▶ **Required task**
Shift every bounding-box coordinate up by 24 in the material from the line with "[det] standing person silhouette" to the line with "[68,61,95,90]", both ends included. Write out every line of that stretch in full, and no others.

Material excerpted from a collection
----------

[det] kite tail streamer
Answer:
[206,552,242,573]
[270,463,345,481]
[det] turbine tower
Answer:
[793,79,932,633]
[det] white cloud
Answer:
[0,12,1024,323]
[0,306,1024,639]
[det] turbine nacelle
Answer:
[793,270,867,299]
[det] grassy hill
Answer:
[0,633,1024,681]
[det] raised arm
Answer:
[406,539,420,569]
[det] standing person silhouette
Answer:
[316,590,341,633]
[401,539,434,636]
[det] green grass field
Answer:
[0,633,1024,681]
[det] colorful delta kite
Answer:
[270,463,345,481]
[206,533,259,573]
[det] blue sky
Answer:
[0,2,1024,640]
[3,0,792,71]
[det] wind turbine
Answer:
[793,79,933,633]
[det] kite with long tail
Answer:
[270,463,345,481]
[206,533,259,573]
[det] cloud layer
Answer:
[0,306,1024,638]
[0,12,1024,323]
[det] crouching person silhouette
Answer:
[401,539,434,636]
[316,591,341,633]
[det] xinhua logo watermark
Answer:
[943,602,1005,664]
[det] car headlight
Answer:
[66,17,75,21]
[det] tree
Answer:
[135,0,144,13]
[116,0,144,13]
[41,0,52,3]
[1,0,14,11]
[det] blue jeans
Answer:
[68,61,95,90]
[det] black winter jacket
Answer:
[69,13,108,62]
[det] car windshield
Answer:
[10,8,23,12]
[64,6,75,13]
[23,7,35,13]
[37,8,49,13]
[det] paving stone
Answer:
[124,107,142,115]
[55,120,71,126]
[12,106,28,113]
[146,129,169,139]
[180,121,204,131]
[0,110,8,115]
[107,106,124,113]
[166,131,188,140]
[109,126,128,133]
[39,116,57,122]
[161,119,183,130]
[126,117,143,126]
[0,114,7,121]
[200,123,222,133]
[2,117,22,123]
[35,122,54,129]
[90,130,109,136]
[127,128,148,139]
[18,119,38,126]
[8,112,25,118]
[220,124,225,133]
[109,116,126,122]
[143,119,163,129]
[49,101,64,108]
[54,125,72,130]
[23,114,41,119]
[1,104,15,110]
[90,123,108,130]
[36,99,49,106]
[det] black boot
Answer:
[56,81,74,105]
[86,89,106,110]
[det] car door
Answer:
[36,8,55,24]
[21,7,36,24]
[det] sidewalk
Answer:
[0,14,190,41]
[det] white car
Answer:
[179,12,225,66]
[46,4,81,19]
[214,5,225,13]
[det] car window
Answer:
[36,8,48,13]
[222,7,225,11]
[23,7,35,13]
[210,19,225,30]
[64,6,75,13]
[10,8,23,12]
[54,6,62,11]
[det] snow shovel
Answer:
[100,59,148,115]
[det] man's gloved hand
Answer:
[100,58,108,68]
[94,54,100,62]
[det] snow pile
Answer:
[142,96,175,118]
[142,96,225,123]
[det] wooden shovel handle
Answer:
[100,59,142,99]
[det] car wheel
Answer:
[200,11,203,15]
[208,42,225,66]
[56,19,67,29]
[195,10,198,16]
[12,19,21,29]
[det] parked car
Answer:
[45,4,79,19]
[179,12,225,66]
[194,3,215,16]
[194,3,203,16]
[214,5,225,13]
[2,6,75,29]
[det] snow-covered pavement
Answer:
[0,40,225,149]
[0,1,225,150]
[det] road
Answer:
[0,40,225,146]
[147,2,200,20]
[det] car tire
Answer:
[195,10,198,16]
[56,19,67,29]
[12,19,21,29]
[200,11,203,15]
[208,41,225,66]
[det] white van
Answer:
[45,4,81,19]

----------

▶ **Written reply**
[det] standing person silhouette
Answer:
[340,614,365,657]
[425,563,458,660]
[det] green grass field
Answer:
[24,657,1048,705]
[det] colorful delta kite
Answer:
[294,487,369,505]
[230,557,283,597]
[det] blue sky
Answer:
[24,26,1048,664]
[27,24,816,95]
[det] wind turbine
Answer:
[817,103,957,657]
[det] kite with long tail
Answer:
[294,487,369,505]
[230,557,283,597]
[det] cloud layer
Answer:
[24,330,1048,662]
[24,36,1048,347]
[det] crouching person silhouette
Answer:
[425,563,458,660]
[340,615,365,657]
[det] xinhua logo watermark
Answer:
[967,626,1029,688]
[det] car headlight
Answer:
[90,41,99,45]
[det] tree
Answer:
[159,24,168,37]
[140,24,168,37]
[65,24,76,27]
[25,24,38,35]
[det] blue jeans
Answer:
[92,85,119,114]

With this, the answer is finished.